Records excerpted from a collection
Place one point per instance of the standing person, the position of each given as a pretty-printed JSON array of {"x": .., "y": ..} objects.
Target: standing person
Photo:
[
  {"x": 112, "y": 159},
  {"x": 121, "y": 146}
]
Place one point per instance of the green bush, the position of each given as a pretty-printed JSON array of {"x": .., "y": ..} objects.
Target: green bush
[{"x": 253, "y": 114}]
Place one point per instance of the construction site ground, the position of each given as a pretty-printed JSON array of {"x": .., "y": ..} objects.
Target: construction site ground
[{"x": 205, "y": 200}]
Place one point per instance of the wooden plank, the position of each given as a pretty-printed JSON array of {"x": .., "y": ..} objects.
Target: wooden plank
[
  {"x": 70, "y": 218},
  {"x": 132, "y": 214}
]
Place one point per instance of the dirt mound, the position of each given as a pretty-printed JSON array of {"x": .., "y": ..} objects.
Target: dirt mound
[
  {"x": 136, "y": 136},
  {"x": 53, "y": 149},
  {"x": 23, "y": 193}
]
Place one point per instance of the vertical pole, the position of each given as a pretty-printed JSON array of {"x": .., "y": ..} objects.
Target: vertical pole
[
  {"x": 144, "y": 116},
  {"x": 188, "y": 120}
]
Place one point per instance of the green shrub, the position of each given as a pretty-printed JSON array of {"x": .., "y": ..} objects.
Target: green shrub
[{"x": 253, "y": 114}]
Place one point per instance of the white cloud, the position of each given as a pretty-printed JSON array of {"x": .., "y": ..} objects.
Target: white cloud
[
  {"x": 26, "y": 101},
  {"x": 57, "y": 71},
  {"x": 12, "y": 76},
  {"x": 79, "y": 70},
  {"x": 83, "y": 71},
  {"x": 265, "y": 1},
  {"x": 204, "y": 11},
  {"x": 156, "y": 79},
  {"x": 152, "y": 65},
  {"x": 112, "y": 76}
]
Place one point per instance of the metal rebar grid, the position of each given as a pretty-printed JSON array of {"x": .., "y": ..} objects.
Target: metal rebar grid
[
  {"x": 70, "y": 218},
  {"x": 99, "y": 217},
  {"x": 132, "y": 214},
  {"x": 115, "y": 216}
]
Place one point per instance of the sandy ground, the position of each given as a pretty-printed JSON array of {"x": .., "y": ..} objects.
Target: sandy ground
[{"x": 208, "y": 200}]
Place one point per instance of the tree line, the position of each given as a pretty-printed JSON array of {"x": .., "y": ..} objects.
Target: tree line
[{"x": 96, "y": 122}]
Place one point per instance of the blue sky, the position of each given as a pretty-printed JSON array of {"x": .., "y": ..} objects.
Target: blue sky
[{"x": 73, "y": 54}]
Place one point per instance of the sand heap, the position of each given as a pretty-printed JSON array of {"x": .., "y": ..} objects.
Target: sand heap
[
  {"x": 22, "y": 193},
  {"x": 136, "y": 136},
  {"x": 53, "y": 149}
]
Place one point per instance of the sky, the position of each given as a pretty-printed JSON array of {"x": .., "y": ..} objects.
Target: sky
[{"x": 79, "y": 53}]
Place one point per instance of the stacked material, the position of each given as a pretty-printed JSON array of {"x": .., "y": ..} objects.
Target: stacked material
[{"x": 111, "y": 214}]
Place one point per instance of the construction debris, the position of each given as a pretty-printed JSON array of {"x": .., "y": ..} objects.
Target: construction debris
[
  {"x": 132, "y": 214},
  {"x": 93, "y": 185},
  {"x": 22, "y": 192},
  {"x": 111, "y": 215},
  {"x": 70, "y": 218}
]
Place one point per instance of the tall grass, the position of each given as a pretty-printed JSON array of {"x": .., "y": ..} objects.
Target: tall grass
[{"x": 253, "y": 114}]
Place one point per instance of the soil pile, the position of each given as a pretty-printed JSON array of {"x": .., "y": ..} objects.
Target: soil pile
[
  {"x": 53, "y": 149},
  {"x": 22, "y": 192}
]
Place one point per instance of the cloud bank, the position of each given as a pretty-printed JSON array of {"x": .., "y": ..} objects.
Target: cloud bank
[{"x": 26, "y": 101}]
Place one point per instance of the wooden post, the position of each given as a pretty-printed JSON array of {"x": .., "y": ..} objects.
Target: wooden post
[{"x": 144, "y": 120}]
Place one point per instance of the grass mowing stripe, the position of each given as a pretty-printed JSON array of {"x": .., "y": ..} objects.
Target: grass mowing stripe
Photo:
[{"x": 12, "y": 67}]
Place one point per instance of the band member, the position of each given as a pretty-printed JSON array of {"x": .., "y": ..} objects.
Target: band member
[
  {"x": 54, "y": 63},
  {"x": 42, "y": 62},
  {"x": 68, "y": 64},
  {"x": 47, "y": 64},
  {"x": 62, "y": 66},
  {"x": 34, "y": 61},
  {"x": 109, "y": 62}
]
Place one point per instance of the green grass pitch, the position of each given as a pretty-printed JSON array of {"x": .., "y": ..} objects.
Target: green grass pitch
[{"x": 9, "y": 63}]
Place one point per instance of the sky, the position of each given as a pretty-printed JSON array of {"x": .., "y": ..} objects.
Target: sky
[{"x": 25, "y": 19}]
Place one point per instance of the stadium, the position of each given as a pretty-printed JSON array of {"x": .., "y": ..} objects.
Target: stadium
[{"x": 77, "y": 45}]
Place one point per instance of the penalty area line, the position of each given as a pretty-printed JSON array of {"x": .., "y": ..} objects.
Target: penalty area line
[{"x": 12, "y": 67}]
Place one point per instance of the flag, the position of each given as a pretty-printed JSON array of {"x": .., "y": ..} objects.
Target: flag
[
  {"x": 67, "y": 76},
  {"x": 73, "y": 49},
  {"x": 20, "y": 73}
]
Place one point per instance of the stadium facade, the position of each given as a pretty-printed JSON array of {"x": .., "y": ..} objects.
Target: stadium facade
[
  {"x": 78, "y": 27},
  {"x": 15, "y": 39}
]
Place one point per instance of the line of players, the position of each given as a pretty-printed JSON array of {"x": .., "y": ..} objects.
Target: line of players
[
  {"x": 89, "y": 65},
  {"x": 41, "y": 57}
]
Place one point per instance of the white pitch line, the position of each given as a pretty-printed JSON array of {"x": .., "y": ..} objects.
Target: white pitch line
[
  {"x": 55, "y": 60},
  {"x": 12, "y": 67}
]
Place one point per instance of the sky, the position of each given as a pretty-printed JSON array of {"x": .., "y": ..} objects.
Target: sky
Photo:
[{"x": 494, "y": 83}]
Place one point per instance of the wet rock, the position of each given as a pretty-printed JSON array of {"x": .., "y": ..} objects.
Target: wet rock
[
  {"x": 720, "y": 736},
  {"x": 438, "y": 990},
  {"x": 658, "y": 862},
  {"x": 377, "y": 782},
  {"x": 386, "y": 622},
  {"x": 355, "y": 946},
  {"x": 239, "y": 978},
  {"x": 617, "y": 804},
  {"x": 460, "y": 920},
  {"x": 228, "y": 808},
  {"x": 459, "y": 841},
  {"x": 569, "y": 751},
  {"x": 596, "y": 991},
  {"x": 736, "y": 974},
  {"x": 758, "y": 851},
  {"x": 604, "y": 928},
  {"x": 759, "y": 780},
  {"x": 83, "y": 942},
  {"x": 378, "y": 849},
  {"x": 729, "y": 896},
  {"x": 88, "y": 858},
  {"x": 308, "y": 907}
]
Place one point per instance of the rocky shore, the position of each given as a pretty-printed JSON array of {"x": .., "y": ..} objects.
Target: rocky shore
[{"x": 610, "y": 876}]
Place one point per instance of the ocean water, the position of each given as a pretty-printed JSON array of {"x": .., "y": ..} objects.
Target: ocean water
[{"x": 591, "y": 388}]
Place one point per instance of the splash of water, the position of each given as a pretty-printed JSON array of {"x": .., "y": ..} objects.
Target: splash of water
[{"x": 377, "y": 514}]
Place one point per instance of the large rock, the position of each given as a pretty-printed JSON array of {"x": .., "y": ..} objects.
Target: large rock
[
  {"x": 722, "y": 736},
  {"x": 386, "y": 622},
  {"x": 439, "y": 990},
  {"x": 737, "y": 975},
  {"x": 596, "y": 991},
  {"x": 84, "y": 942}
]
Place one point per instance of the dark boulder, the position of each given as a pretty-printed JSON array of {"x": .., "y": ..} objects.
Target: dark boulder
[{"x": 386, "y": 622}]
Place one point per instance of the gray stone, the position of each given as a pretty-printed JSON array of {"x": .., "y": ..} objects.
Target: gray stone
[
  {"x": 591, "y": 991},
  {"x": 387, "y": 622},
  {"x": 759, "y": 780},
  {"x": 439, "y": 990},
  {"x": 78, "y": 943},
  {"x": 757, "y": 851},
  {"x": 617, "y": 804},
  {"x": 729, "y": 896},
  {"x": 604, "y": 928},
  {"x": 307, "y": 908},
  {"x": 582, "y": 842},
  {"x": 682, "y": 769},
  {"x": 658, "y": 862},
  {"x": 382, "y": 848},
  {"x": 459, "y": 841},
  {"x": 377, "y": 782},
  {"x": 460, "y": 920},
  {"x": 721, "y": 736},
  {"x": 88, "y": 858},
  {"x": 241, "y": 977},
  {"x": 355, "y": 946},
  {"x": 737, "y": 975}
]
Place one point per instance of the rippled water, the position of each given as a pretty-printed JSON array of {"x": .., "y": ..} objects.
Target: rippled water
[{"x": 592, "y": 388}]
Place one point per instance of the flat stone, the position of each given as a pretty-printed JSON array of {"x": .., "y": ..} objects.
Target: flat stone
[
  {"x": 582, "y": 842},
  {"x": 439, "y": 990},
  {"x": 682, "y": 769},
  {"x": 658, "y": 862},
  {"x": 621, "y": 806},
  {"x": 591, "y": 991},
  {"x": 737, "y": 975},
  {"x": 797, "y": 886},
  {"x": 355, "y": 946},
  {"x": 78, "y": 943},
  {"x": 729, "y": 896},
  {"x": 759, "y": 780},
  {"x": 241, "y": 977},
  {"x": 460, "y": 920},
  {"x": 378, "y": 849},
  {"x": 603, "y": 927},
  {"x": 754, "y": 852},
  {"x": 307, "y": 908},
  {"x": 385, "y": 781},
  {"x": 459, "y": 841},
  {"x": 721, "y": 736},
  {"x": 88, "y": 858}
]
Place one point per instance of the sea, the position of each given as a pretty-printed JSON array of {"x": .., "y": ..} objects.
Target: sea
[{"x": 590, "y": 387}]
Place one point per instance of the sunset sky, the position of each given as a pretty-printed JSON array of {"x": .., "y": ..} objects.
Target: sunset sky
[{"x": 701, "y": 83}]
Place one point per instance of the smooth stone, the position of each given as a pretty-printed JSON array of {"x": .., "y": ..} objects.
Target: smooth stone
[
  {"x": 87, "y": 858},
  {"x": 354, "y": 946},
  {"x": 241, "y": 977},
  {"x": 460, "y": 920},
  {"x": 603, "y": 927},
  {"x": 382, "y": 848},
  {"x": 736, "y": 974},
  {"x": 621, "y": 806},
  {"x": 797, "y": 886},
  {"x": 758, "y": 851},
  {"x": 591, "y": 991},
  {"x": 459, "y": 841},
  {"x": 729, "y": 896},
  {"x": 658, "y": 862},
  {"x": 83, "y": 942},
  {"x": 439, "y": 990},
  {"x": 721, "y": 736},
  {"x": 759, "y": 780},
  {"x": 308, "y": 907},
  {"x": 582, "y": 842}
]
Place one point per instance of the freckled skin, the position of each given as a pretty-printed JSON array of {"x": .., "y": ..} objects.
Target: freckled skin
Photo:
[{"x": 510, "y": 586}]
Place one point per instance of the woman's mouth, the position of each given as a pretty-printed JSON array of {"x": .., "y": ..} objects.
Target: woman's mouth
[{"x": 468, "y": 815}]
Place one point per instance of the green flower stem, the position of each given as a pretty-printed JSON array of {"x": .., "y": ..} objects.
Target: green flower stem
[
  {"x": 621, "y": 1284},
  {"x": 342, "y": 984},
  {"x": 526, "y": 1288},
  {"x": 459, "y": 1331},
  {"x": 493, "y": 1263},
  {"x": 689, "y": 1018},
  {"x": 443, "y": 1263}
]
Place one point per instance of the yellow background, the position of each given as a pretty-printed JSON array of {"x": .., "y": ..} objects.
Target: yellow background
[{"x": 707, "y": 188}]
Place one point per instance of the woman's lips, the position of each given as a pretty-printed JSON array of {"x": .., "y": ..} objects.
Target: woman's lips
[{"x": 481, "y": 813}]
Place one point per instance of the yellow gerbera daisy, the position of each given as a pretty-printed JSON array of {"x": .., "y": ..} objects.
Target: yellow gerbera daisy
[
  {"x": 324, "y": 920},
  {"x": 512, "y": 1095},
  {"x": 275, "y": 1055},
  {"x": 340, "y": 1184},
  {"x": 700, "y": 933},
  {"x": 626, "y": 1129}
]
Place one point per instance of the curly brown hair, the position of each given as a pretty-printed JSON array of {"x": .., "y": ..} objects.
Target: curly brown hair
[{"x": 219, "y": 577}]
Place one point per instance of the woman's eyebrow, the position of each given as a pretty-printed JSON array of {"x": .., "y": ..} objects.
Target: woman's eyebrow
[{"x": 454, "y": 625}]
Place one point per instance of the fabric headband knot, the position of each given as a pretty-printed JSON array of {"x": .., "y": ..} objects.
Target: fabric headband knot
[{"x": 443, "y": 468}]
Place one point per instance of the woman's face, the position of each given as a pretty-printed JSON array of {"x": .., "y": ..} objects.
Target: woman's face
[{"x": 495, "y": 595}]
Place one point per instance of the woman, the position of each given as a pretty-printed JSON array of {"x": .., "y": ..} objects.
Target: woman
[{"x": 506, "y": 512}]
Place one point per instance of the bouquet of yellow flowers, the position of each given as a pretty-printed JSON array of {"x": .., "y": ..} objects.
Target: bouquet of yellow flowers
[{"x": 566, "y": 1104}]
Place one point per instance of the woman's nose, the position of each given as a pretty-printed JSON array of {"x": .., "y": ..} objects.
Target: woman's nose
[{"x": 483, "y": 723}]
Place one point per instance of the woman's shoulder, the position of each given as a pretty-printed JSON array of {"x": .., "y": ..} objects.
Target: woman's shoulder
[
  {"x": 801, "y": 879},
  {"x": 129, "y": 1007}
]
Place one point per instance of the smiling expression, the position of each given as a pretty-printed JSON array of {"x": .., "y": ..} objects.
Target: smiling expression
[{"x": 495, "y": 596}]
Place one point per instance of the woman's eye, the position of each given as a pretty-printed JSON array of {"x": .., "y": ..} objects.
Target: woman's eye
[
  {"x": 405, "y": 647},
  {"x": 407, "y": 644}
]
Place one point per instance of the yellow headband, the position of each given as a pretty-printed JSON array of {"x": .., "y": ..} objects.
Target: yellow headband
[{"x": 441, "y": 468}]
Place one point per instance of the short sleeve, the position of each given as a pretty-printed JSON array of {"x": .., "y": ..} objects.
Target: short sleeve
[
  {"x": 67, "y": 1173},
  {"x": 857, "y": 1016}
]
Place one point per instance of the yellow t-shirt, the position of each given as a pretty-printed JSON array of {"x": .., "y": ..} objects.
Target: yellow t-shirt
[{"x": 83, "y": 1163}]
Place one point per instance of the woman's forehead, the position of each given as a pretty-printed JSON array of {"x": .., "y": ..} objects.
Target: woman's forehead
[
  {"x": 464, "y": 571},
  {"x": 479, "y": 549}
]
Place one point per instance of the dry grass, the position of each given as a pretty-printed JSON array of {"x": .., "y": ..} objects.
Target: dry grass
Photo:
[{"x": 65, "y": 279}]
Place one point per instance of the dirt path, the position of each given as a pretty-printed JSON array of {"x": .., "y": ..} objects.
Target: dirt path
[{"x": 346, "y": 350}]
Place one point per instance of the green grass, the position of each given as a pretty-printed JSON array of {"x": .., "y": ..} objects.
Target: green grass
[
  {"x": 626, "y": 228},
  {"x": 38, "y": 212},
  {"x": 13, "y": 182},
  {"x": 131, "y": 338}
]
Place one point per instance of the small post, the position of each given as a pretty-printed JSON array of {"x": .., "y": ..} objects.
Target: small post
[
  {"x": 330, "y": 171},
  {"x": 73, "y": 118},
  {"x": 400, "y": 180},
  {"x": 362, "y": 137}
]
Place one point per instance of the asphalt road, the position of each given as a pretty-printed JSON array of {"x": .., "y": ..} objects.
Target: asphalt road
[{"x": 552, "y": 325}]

Written task
Repeat, word for word, every line from the line that contains "Place one point per instance of the yellow t-shirt, the" to the end of the entries; include both of those lines and no others.

Solved problem
Place one point per instance of the yellow t-shirt, the position of each given as a pretty-printed JSON array of {"x": .., "y": ..} objects.
Target: yellow t-shirt
[{"x": 83, "y": 1163}]
Place one point per instance of the woman's forehead, the position of each given as a pretty-printed JSON array of {"x": .., "y": ..} objects.
Target: woman's forehead
[
  {"x": 464, "y": 571},
  {"x": 479, "y": 549}
]
Place one point per instance of the dry grass, the position of each given as a pretty-printed JSON array of {"x": .., "y": ..} objects.
Target: dry grass
Photo:
[{"x": 65, "y": 279}]
Place one point per instance of the dirt path, the position of each given as a pretty-printed JSON array of {"x": .., "y": ..} objects.
Target: dirt path
[{"x": 346, "y": 350}]
Place one point per instance of the green grass, the position of each given as a pretty-printed JSON array of {"x": .., "y": ..} objects.
Target: green grass
[
  {"x": 626, "y": 228},
  {"x": 38, "y": 212},
  {"x": 13, "y": 182},
  {"x": 131, "y": 338}
]
Place one point per instance of the small post, the position of each given as a pretty-printed JSON array of {"x": .., "y": ..} objects.
Target: small post
[
  {"x": 330, "y": 171},
  {"x": 73, "y": 118},
  {"x": 400, "y": 180},
  {"x": 362, "y": 137}
]
Place one point per instance of the asphalt road, the position of each given as a pretty-printed JSON array of {"x": .., "y": ..} objects.
Target: asphalt road
[{"x": 552, "y": 325}]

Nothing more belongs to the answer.